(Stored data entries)
· · · ·

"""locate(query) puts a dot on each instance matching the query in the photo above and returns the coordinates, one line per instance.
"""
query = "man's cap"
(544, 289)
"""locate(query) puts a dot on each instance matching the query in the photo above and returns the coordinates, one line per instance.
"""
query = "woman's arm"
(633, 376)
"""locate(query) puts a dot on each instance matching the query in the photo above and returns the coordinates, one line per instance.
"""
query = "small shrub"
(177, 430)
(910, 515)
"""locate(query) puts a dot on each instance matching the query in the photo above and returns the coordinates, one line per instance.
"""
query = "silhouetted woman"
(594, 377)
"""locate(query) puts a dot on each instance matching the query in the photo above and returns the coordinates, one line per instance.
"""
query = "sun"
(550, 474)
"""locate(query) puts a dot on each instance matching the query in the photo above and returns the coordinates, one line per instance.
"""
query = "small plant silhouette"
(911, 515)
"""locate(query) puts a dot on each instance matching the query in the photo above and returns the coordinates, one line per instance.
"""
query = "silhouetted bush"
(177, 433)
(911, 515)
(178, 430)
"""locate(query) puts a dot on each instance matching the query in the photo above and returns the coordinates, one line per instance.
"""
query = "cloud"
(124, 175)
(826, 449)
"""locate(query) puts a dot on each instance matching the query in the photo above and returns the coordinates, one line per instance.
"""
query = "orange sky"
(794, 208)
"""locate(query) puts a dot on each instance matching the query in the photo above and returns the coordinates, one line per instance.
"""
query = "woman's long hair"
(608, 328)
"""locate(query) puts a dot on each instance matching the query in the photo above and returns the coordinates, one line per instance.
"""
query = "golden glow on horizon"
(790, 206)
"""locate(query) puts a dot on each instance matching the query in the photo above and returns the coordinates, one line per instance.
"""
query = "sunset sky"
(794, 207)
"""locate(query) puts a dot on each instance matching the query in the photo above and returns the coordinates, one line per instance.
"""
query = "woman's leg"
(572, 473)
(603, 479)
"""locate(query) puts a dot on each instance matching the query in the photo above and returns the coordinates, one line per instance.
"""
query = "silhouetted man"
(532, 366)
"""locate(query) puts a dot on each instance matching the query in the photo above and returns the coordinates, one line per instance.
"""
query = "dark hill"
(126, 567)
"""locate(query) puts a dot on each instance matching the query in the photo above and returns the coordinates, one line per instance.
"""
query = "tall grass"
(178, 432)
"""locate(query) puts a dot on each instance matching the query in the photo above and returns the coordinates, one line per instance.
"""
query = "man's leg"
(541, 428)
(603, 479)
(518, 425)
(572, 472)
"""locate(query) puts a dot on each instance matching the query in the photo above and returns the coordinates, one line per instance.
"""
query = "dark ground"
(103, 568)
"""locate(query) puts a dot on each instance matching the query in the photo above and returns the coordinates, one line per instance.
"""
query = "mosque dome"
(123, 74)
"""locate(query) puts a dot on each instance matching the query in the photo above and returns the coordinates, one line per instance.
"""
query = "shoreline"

· · · ·

Copy all the records above precisely.

"""locate(query) puts a dot on each instance matching the query in the photo above and returns the coordinates, one line per instance.
"""
query = "man's cap"
(544, 289)
"""locate(query) puts a dot on each instance matching the query in the photo above and returns the coordinates, one line per instance.
"""
query = "woman's arm"
(633, 376)
"""locate(query) puts a dot on each instance matching the query in the photo above and returns the coordinates, one line per instance.
"""
query = "small shrub"
(177, 430)
(910, 515)
"""locate(query) puts a dot on each instance matching the query in the photo above and returns the coordinates, one line per instance.
"""
query = "silhouetted woman"
(594, 377)
"""locate(query) puts a dot on each instance matching the query in the photo above and returns the coordinates, one line per instance.
"""
query = "sun"
(550, 474)
"""locate(query) puts a dot on each instance matching the query in the photo above and returns the coordinates, one line per instance.
"""
query = "small plant silhouette"
(911, 515)
"""locate(query) puts a dot on each instance matching the query in the photo above and returns the coordinates, one line per instance.
"""
query = "silhouetted bush"
(177, 433)
(911, 515)
(178, 430)
"""locate(query) puts a dot on each instance matching the query in the photo above and returns the coordinates, one line per instance.
"""
query = "cloud"
(124, 175)
(826, 449)
"""locate(query) puts a dot on each instance matching the query in the photo above and returns the coordinates, one line per instance.
"""
query = "orange sky"
(794, 208)
"""locate(query) puts a dot on each instance matching the query in the photo above and returns the coordinates, one line per instance.
"""
query = "woman's long hair"
(608, 328)
"""locate(query) puts a dot on each instance matching the query in the photo above and returns the coordinates, one line per instance.
"""
query = "golden glow on horizon"
(790, 206)
"""locate(query) puts a dot on each instance matching the query in the photo above and returns the coordinates, one line per instance.
"""
query = "sunset sky"
(794, 207)
"""locate(query) puts a dot on each instance matching the query in the photo above and returns the coordinates, one line per instance.
"""
query = "woman's leg"
(572, 473)
(603, 479)
"""locate(query) puts a dot on each instance matching the query in the photo above and returns the coordinates, one line per instance.
"""
query = "silhouetted man"
(532, 366)
"""locate(query) puts a dot on each instance matching the query in the photo above and returns the coordinates, one line per instance.
"""
query = "dark hill"
(126, 567)
"""locate(query) puts a dot on each instance matching the query in the photo above and returns the coordinates, one line per instance.
"""
query = "tall grass"
(178, 432)
"""locate(query) puts a dot on each instance matching the query in the photo above and returns the coordinates, one line per instance.
"""
query = "man's leg"
(541, 428)
(603, 479)
(518, 425)
(572, 472)
"""locate(query) puts a dot on each instance matching the query in the photo above and returns the coordinates, one line per instance.
"""
query = "dark ground"
(103, 568)
"""locate(query) puts a dot on each instance matching the query in the photo above and returns the coordinates, one line per instance.
"""
query = "mosque dome"
(123, 74)
"""locate(query) puts a dot on each instance matching the query in the photo above and returns the coordinates, one line per instance.
"""
query = "shoreline"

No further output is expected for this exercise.